(Point localization data)

==*==

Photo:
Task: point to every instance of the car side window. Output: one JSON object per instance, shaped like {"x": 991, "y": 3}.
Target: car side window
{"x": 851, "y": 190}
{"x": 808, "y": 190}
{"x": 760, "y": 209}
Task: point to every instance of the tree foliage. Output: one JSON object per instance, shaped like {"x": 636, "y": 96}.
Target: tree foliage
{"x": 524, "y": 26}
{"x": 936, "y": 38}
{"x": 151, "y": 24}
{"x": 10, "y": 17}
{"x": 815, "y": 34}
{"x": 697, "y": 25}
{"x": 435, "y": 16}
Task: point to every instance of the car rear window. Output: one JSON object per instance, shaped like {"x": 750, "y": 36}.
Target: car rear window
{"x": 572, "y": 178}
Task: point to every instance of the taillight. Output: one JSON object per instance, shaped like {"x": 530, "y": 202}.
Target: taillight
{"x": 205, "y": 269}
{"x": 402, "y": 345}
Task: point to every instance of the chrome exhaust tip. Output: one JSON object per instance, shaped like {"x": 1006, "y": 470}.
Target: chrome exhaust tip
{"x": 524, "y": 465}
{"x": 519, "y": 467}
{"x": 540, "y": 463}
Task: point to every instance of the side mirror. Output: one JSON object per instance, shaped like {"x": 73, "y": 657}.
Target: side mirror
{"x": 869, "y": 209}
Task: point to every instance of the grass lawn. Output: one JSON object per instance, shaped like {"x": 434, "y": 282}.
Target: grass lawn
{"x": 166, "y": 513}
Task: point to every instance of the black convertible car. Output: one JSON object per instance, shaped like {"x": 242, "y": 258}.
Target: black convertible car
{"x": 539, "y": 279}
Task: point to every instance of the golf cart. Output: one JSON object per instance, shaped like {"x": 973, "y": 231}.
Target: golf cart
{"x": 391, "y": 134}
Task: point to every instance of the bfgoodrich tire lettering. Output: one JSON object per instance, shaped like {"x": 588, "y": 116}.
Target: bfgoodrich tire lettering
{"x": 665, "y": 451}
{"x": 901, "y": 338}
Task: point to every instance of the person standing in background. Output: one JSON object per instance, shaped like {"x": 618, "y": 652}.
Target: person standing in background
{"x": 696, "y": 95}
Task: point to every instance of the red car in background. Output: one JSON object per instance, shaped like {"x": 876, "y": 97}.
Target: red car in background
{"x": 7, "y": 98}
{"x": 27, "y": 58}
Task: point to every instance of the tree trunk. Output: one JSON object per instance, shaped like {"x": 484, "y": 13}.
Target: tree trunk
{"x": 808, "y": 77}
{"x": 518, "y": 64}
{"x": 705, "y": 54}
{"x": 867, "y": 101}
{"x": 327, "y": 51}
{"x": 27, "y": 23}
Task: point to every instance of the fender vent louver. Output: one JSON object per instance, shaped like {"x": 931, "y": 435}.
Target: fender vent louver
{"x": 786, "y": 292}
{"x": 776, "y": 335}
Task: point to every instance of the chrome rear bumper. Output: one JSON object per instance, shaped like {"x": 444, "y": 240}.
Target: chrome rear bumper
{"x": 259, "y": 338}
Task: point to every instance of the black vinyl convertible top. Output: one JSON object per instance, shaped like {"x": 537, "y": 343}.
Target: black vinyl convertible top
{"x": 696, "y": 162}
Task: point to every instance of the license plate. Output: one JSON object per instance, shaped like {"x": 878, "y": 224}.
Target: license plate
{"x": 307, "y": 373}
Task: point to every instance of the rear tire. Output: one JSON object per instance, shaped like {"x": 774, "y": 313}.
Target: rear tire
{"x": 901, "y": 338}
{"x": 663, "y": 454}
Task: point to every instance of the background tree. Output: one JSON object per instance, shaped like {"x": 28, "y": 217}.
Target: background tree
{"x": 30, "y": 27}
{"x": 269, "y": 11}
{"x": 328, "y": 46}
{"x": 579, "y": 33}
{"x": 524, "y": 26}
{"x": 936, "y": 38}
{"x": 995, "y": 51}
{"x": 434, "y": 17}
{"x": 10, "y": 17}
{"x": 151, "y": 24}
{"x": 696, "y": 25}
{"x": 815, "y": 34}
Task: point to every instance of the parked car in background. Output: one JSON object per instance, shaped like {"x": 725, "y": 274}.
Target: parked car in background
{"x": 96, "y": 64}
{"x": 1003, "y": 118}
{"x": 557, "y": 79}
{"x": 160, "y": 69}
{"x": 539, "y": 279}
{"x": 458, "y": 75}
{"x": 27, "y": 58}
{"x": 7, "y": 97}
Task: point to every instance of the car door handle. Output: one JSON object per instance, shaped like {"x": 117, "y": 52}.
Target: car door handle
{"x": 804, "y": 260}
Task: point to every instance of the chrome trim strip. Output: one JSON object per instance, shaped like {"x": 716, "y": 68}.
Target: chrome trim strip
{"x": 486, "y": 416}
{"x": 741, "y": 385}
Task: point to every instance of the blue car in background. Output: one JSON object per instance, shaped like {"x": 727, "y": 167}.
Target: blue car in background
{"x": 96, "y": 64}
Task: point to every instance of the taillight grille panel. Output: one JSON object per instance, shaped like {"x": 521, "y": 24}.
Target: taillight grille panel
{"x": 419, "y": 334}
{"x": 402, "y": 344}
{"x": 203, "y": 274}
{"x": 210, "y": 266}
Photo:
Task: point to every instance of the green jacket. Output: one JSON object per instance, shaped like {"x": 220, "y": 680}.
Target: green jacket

==*==

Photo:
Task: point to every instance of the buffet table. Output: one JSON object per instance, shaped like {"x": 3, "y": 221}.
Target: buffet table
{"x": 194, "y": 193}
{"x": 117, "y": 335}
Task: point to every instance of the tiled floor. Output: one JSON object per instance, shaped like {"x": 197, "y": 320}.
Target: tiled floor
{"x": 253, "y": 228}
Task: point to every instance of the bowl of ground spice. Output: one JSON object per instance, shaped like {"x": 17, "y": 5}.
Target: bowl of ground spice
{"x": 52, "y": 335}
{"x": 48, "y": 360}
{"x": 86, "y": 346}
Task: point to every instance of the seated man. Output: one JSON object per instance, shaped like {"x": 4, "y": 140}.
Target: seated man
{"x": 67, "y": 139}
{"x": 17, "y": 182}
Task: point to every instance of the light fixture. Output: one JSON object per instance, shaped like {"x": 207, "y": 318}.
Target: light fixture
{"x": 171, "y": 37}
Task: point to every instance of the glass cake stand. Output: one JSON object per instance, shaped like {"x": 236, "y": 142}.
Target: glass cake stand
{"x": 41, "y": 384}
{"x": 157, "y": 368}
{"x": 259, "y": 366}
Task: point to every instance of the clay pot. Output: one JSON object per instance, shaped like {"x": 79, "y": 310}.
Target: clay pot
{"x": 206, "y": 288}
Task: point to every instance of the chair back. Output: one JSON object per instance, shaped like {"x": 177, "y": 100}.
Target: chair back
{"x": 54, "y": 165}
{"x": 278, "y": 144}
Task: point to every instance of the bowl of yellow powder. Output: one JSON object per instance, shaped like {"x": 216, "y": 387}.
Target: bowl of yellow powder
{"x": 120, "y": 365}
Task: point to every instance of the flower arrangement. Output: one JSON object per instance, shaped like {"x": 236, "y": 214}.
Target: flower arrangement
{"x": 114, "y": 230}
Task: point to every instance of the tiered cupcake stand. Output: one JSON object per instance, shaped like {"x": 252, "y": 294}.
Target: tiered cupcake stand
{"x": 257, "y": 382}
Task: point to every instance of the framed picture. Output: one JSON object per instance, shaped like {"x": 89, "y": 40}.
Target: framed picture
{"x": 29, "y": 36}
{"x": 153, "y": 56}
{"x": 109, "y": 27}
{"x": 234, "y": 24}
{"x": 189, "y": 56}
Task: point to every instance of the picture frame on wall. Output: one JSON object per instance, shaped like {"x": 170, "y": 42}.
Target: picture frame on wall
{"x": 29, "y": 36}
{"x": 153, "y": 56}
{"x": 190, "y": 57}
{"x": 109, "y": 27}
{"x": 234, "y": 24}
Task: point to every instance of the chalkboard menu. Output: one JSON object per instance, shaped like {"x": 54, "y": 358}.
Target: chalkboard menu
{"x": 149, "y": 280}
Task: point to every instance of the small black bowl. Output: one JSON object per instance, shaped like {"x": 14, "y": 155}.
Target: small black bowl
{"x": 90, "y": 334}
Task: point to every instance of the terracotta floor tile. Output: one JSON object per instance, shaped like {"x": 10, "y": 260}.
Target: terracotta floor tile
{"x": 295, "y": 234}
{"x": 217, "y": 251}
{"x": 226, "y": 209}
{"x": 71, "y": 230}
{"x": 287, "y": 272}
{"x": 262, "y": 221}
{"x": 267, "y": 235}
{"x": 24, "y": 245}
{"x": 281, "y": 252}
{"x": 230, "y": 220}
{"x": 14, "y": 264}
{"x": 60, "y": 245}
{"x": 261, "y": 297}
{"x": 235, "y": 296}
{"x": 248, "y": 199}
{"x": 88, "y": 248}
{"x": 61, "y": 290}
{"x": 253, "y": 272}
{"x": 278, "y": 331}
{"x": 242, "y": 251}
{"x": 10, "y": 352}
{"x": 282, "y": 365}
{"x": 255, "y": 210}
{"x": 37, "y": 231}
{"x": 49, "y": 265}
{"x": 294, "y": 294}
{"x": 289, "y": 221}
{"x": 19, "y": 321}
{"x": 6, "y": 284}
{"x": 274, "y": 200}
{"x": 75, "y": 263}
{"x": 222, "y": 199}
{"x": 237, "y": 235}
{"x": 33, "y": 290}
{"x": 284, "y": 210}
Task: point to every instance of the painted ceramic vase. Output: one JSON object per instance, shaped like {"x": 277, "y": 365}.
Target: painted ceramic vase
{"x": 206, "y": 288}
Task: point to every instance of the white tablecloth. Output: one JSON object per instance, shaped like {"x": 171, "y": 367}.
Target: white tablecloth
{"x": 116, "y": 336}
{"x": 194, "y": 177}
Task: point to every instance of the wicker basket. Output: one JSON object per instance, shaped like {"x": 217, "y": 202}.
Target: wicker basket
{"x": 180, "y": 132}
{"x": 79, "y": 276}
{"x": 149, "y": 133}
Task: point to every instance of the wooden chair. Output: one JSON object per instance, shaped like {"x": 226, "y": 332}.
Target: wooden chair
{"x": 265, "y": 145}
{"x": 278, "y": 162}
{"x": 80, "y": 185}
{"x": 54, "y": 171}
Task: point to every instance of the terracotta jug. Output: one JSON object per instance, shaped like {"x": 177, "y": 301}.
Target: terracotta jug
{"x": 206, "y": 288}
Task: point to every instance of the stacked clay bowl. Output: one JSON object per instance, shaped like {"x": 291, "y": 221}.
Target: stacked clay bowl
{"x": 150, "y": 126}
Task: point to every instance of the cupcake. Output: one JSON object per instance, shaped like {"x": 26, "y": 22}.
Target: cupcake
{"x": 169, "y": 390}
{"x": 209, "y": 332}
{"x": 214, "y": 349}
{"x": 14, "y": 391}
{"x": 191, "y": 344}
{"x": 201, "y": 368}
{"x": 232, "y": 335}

==*==

What you should do —
Scan the lines above for the word "jacket". Return each one that has it.

Answer for the task —
Task: point to every instance of the green jacket. Output: one JSON object per instance, shaped like {"x": 220, "y": 680}.
Target: green jacket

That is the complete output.